--- Challenge ---
Give all of the lines again exactly as they read.

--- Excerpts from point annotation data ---
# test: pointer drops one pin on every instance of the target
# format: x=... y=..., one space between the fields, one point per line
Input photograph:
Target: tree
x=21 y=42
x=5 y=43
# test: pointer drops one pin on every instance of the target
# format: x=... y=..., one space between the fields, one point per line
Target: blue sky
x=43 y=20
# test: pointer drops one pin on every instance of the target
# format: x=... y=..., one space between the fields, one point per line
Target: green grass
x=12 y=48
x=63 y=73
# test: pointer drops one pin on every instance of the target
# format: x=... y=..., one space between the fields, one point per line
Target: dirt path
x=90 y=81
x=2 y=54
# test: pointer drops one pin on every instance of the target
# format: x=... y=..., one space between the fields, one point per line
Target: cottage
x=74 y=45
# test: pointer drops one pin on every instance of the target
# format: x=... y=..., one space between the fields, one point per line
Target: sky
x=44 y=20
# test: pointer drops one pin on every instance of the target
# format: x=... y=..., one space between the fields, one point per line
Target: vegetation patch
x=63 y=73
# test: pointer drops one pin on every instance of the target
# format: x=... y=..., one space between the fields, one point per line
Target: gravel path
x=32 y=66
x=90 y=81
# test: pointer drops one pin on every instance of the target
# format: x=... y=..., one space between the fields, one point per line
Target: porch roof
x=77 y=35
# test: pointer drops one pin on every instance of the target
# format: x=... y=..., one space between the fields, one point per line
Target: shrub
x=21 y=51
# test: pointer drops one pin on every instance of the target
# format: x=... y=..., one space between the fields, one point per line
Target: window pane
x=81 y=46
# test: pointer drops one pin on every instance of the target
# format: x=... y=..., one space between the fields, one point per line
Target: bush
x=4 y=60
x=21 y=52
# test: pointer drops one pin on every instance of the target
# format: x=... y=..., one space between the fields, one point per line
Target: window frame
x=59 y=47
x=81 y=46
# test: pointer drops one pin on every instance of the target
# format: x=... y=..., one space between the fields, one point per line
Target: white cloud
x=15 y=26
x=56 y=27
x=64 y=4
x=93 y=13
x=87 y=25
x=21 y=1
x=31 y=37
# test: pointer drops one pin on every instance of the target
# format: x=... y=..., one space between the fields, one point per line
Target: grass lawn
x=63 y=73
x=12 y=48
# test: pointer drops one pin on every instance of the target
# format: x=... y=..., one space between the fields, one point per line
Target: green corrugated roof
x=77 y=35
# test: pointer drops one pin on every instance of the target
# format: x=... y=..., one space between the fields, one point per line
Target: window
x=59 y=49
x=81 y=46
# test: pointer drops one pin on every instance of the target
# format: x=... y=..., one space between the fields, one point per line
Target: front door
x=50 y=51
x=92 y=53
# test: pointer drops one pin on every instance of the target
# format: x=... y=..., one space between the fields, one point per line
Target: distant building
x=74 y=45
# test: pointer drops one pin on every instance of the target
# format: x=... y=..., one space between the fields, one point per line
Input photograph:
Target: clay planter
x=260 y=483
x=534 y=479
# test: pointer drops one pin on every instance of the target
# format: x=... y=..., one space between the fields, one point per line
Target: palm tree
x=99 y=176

--- Completed exercise ---
# test: pointer drops one pin on every instance of the target
# format: x=... y=..., one space between the fields, one point per line
Input photograph:
Target: tree
x=21 y=42
x=5 y=43
# test: pointer drops one pin on every instance of the target
# format: x=... y=..., one space between the fields, one point per line
Target: blue sky
x=43 y=20
# test: pointer drops one pin on every instance of the target
# format: x=... y=..., one space between the fields, one point per line
Target: green grass
x=12 y=48
x=63 y=73
# test: pointer drops one pin on every instance of the target
# format: x=... y=..., one space between the fields, one point per line
Target: dirt path
x=90 y=81
x=2 y=54
# test: pointer drops one pin on every instance of the target
# format: x=... y=..., one space between the fields, one point per line
Target: cottage
x=74 y=45
# test: pointer drops one pin on every instance of the target
# format: x=... y=..., one space between the fields, one point per line
Target: sky
x=44 y=20
# test: pointer drops one pin on every instance of the target
# format: x=... y=..., one space between the fields, one point per line
Target: vegetation patch
x=63 y=73
# test: pointer drops one pin on every instance of the target
# format: x=... y=..., one space between the fields, one point per line
Target: gravel path
x=32 y=66
x=90 y=81
# test: pointer drops one pin on every instance of the target
# format: x=... y=..., one space between the fields, one point per line
Target: porch roof
x=77 y=35
# test: pointer drops one pin on every instance of the target
# format: x=... y=..., one space between the fields, one point per line
Target: shrub
x=21 y=51
# test: pointer drops one pin on every instance of the target
# format: x=... y=..., one space between the fields, one point per line
Target: window pane
x=81 y=46
# test: pointer drops one pin on every instance of the target
# format: x=... y=..., one space between the fields, one point per line
Target: bush
x=4 y=60
x=21 y=52
# test: pointer drops one pin on every instance of the target
# format: x=... y=..., one space between the fields, one point per line
Target: window frame
x=59 y=47
x=81 y=46
# test: pointer drops one pin on every instance of the target
# format: x=... y=..., one space between the fields, one point per line
Target: white cloud
x=15 y=26
x=56 y=27
x=64 y=4
x=93 y=13
x=87 y=25
x=21 y=1
x=31 y=37
# test: pointer drops one pin on every instance of the target
# format: x=... y=..., one space between the fields, one point per line
Target: grass lawn
x=63 y=73
x=12 y=48
# test: pointer drops one pin on every instance of the target
# format: x=... y=..., one space between the fields, one point per line
Target: green corrugated roof
x=77 y=35
# test: pointer drops one pin on every instance of the target
# format: x=... y=..., one space between the fields, one point per line
Target: window
x=59 y=49
x=81 y=46
# test: pointer drops one pin on every instance of the target
# format: x=... y=..., one space between the fields, one point per line
Target: front door
x=50 y=51
x=92 y=53
# test: pointer drops one pin on every instance of the target
# format: x=... y=..., one space between the fields, one point per line
Target: distant building
x=74 y=45
# test: pointer drops one pin on every instance of the target
# format: x=... y=..., one space between the fields, one point per line
Input photograph:
Target: clay planter
x=260 y=483
x=534 y=479
# test: pointer drops one pin on every instance of the target
# format: x=... y=..., one space between the fields, one point per line
Target: palm tree
x=99 y=176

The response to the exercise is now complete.